=== Extracted information ===
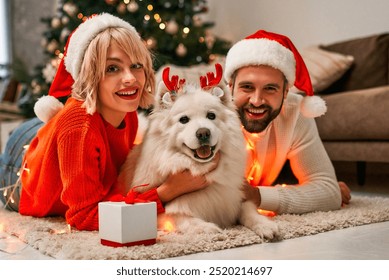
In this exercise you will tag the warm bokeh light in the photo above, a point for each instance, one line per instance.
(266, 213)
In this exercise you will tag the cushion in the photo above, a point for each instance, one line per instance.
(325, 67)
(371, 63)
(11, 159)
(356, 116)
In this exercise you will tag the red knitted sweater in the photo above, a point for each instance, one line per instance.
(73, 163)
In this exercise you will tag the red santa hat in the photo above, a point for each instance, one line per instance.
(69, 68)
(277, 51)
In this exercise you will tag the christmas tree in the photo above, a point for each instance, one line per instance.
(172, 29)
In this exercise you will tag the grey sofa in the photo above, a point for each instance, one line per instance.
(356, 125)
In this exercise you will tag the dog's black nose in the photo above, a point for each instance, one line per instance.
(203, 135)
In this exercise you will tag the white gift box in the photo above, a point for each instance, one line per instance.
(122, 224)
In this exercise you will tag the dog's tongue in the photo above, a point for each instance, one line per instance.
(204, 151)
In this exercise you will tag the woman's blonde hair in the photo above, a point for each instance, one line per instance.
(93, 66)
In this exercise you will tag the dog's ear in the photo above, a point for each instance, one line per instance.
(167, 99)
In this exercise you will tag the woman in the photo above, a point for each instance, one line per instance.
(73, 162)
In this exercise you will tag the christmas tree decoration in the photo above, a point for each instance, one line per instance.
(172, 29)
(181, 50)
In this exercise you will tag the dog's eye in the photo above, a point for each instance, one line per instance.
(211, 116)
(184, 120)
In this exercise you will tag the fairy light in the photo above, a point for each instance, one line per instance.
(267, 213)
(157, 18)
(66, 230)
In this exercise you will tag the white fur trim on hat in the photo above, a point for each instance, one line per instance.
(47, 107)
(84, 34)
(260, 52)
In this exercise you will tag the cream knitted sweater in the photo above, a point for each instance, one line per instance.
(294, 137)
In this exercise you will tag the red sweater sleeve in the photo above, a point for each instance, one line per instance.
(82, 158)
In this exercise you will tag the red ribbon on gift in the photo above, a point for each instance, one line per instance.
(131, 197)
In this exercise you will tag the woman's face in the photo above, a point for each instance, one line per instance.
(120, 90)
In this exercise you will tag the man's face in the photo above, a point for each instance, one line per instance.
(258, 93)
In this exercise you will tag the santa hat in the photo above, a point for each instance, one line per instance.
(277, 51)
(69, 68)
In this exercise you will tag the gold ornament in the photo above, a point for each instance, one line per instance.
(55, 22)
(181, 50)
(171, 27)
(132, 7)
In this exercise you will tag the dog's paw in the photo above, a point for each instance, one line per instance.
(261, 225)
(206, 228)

* * *

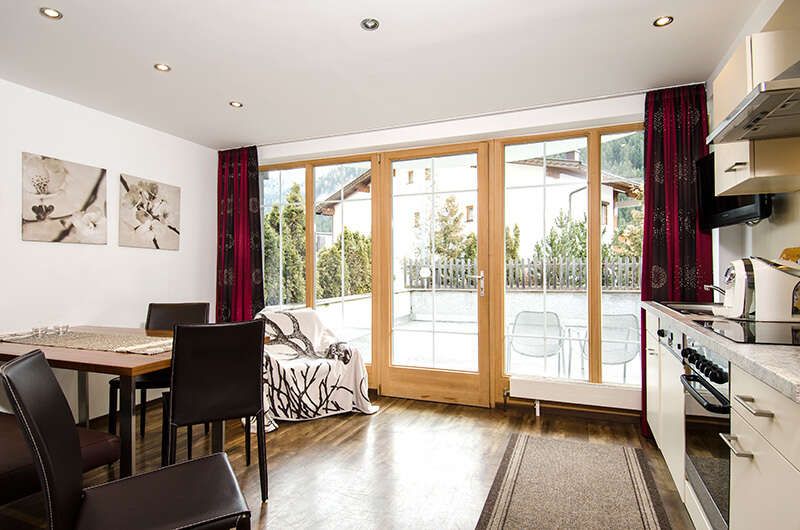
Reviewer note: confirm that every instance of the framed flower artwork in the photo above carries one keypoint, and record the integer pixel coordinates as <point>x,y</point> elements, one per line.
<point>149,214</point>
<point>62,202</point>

=== What you need to do ===
Locate every line of the data above that includes the string "white", and copy each one out. Treat the match as case-sensitive.

=== Expected answer ===
In this exercise you will tag the white gift box in the photo above, a point for each instance, one line per instance.
In this exercise you will tag the white fur trim on hat in the photo above, a point for each instance, one line per instance.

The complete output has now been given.